### Problem to solve
Reproduce everything from the line containing "Annotation guideline. For every instance of the taillight, the" down to the line containing "[(297, 165), (516, 240), (367, 280)]", substituting "rear lamp" for every "taillight" and leaving all else unchanged.

□ □ □ □

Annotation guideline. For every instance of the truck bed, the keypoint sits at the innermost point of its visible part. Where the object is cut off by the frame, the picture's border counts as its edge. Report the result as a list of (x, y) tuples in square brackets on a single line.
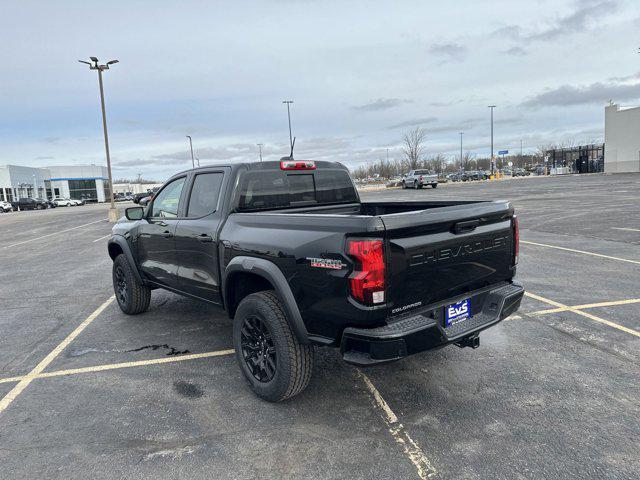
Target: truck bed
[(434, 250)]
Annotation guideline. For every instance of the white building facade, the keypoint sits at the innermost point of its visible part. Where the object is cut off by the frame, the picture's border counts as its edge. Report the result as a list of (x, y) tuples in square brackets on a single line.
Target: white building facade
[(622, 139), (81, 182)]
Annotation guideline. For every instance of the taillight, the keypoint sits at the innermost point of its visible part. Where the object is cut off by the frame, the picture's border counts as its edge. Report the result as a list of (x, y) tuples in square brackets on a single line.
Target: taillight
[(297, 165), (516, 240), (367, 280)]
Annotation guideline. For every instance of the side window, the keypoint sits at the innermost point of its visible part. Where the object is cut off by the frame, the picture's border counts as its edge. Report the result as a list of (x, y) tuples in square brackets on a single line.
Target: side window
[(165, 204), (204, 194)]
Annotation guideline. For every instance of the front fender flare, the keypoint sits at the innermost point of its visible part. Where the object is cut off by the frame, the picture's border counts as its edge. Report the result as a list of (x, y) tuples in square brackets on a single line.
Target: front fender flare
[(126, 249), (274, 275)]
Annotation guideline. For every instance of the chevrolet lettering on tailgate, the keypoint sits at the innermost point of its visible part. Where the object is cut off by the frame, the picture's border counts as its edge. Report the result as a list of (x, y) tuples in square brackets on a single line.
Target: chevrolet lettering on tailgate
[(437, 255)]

□ □ □ □

### Exercise solution
Annotation guideline. For every instance of the rear lamp, the keypoint sits at the innermost point of its visible part. Where the object is cut off by the frame, the picture's border counts as its edge. Report the result as a list of (x, y) tuples in square brackets on a single line.
Target: rear lamp
[(297, 165), (516, 240), (367, 280)]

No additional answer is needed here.